[ExI] GPT-4 on its inability to solve the symbol grounding problem

Jason Resch jasonresch at gmail.com
Wed Apr 12 21:45:09 UTC 2023


On Wed, Apr 12, 2023, 4:53 PM Gordon Swobe <gordon.swobe at gmail.com> wrote:

> On Wed, Apr 12, 2023 at 11:25 AM Jason Resch via extropy-chat <
> extropy-chat at lists.extropy.org> wrote:
>
> Nagel: We may call this the subjective character of experience. It is not
>>> captured by any of the familiar, recently devised reductive analyses of the
>>> mental, for all of them are logically compatible with its absence.
>>>
>>
>> This I do not agree with. This is the thinking that leads one to believe
>> qualia are epiphenomenal, and inessential, which leads to zombies, and
>> zombie twins, zombie earths, etc.
>>
>
> In the same paragraph, Nagel states that he does not deny that mental
> states can be causal, which means he is not advancing epiphenomenalism.
>

I misread Nagel there. He was critiquing rather than endorsing
epiphenomenalism there.

I also don't see that it follows. His argument is only that subjective
> experience or qualia cannot be fully reduced to or explained by objective
> third party descriptions alone. Subjective experience has a first person
> element that defies any third person description in the language of science
> or functions or philosophy in general for that matter. This is what is
> meant by the explanatory gap.

PROBLEM SET:
1. Transcribe the part of the email about Nagel and subjective experience starting with "Jason Resch jasonresch" and going on through "with its absence.".
2. Go on with the email about Nagel and subjective experience, picking up after its final sentence.

MATERIAL SUPPLIED:
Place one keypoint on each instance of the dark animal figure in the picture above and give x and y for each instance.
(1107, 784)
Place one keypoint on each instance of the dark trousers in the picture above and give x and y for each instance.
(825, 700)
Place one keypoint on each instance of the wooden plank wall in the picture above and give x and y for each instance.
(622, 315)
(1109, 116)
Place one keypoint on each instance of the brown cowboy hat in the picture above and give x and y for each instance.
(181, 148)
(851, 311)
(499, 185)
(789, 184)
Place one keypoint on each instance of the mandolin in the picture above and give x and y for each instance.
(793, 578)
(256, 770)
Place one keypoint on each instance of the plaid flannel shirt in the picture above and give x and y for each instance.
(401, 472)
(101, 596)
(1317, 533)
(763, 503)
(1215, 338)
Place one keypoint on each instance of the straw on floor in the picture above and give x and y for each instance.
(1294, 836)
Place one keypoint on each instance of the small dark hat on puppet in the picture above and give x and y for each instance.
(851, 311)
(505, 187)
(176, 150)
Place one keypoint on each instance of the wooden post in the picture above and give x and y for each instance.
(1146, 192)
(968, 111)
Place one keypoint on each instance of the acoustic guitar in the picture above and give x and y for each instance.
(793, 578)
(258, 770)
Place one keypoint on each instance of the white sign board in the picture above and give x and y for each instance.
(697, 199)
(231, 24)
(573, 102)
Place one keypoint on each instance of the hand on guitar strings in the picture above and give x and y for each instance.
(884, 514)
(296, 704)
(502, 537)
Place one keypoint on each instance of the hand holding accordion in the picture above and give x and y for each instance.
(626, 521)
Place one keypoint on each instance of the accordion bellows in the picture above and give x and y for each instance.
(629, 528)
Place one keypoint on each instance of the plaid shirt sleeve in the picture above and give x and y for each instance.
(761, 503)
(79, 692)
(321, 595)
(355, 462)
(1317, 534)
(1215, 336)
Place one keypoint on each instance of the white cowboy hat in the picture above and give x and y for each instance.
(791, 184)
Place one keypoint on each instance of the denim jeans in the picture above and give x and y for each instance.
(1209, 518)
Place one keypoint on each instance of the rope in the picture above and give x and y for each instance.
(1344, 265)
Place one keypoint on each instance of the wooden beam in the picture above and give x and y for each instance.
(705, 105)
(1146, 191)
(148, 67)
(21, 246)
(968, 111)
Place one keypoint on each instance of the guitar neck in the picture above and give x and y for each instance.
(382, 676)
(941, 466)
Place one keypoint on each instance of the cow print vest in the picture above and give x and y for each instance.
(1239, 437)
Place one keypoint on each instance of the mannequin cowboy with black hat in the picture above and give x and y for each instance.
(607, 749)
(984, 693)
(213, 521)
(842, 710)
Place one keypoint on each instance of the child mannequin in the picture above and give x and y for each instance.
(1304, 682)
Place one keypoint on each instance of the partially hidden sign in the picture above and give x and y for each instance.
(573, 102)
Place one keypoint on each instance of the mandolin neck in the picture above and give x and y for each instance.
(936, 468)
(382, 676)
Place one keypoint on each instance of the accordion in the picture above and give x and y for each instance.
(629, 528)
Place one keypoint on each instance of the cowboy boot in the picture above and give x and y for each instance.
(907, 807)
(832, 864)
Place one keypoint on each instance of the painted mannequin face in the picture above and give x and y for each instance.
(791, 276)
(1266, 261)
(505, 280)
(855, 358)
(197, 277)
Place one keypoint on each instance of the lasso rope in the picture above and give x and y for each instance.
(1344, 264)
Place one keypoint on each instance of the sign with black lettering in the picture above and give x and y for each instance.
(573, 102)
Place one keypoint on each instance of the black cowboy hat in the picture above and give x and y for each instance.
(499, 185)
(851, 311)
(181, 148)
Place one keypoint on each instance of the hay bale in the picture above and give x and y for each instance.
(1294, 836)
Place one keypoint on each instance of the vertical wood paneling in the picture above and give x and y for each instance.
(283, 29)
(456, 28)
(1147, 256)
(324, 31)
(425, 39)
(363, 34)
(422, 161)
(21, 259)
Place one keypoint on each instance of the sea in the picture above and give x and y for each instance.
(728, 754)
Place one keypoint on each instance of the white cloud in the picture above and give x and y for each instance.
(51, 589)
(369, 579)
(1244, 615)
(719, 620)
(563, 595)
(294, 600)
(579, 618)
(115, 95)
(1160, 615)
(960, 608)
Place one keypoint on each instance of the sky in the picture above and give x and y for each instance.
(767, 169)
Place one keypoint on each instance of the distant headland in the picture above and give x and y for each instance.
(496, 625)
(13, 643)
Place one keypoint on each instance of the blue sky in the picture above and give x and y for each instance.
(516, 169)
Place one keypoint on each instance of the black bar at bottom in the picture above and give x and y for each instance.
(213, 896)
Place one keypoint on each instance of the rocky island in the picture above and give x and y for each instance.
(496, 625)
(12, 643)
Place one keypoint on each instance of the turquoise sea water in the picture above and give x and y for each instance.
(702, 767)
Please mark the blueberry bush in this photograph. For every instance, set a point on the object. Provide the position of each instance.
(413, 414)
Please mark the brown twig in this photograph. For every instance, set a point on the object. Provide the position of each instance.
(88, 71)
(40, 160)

RESULTS FOR THE EXERCISE:
1.
Jason Resch jasonresch at gmail.com
Wed Apr 12 21:45:09 UTC 2023


On Wed, Apr 12, 2023, 4:53 PM Gordon Swobe <gordon.swobe at gmail.com> wrote:

> On Wed, Apr 12, 2023 at 11:25 AM Jason Resch via extropy-chat <
> extropy-chat at lists.extropy.org> wrote:
>
> Nagel: We may call this the subjective character of experience. It is not
>>> captured by any of the familiar, recently devised reductive analyses of the
>>> mental, for all of them are logically compatible with its absence.

2.
>
> (hmm... I see now that at the end of your message, you acknowledged that
> his view does not lead to epiphenomenalism.)
>
> There is a sense in which I believe discussions about the philosophy of
> mind are wastes of time.
>

There is a lot we can learn about consciousness even if we can't share our
qualia. It's in a sense, the most important question, as everything we care
about is ultimately states of consciousness.


I agree with Nagel that first person subjective experience is real and
> central to the question and that it cannot be captured fully in or
> understood in terms of third party descriptions. This is mostly what I mean
> when I say that I believe subjectieve experience is primary and irreducible.
>

I can't say I disagree with this. I don't know how far you got in my
existence article, but it reaches the conclusion that conscious is primary.


> As I've mentioned several times when you have pressed me for answers,
> the brain/mind is still a great mystery. Neuroscience is still in its
> infancy. We do not know what are sometimes called the neural correlates of
> consciousness, or even necessarily that such correlates exist, though I
> suspect they do. This answer was not good enough for you, and you suggested
> that I was dodging your questions when actually I was answering honestly
> that I do know.
>

The questions I ask are important as answering them leads to either better
clarification of your position, or should lead to a better understanding of
the issue at hand. If you don't know or would prefer not to answer that is
fine. But often you simply skip a question I ask without giving an
indication you saw it, which leads me to ask it again. E.g. the partial
neural substitution question which I have asked a few times now.


You wanted me to suppose that the brain/mind is an exception to the rule
> that understanding comes from statistical correlations, but nobody knows
> how the brain comes to understand anything.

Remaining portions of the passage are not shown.